Extract every line of the material below and reproduce it faithfully.

# # # # #

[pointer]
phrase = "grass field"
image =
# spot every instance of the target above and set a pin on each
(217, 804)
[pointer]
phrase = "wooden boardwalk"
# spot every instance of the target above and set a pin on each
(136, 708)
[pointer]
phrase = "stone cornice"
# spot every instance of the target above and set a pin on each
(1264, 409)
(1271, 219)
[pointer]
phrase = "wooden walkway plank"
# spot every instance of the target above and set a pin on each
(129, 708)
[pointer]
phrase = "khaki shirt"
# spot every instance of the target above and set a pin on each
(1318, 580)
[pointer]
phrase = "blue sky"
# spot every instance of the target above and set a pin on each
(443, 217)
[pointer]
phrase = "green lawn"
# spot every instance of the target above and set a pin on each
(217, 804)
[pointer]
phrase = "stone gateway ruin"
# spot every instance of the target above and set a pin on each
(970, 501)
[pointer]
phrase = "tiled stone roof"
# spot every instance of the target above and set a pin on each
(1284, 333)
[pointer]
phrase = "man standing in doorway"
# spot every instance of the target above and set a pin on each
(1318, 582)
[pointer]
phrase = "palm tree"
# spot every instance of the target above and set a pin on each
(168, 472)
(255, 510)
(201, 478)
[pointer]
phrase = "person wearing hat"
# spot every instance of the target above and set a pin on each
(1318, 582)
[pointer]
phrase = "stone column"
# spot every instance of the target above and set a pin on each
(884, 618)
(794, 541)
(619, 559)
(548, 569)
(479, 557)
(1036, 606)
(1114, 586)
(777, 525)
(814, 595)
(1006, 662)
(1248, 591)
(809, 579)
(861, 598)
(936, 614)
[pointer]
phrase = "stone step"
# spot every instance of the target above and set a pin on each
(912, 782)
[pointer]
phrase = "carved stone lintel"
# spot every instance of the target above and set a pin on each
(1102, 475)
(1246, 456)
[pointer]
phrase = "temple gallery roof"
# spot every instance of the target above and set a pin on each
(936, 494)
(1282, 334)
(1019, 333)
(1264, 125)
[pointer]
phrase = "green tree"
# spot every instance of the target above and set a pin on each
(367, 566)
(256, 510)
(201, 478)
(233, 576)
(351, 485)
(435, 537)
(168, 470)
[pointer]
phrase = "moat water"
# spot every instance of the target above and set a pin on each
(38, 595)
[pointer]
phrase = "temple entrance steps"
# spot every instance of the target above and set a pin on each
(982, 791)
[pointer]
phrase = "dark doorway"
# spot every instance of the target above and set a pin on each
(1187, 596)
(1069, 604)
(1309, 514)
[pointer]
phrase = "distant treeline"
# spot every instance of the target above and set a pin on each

# # # # #

Full answer:
[pointer]
phrase = "grass field"
image =
# spot every instance of the target above and set a pin on each
(217, 804)
[pointer]
phrase = "wooden boardwalk"
# spot every instance of the target above and set a pin on each
(136, 708)
[pointer]
phrase = "stone cornice"
# spot every instance of the target above and set a pin on each
(1264, 409)
(1271, 219)
[pointer]
phrase = "wooden walkway plank"
# spot every instance of the target above and set a pin on each
(129, 708)
[pointer]
phrase = "khaki shirt"
# spot every instance of the target above and set a pin on each
(1318, 580)
[pointer]
phrase = "blue sky"
# spot every instance of the target above and set a pin on each
(443, 217)
[pointer]
phrase = "green lawn"
# spot every instance of the target above and set a pin on each
(217, 804)
[pointer]
phrase = "stone gateway ruin"
# spot every instance of the target above and set a pin on each
(970, 501)
[pointer]
phrase = "tiled stone roof"
# spot every instance of the target above and set a pin on each
(1284, 333)
[pointer]
phrase = "man standing in doorway"
# spot every instance of the target above and set a pin on each
(1318, 582)
[pointer]
phrase = "palm tree"
# spot every instance of the target above and set a pin on each
(168, 472)
(255, 510)
(201, 478)
[pointer]
phrase = "person wearing hat"
# spot every instance of the target above and set a pin on each
(1318, 582)
[pointer]
phrase = "stone column"
# spot every instance of the target above and set a pin on each
(884, 618)
(794, 541)
(619, 559)
(548, 569)
(479, 557)
(1036, 606)
(1114, 586)
(777, 525)
(814, 595)
(1006, 662)
(1248, 591)
(809, 579)
(861, 598)
(936, 614)
[pointer]
phrase = "stone step"
# spot every instance of the target above and set a pin on each
(912, 782)
[pointer]
phrase = "carved stone lintel"
# spot every instance of the target above and set a pin on each
(1102, 475)
(1246, 456)
[pointer]
phrase = "temple gallery roof"
# spot every instance of the target above and set a pin on each
(936, 494)
(1282, 334)
(1019, 333)
(1264, 125)
[pointer]
phrase = "green tree"
# spot every instance of the target above and set a pin on each
(367, 566)
(256, 510)
(201, 478)
(233, 576)
(351, 485)
(435, 537)
(168, 470)
[pointer]
phrase = "moat water"
# spot every instance of the target above and set a pin on each
(38, 595)
[pointer]
phrase = "temple entrance steps"
# spot every instance of the target above and set a pin on each
(982, 791)
[pointer]
phrase = "dark doorway"
# spot every instance of the target above and set a pin on each
(1187, 596)
(1069, 604)
(1309, 514)
[pointer]
phrase = "distant treeline"
# spot every instance of the target above and set a pin on each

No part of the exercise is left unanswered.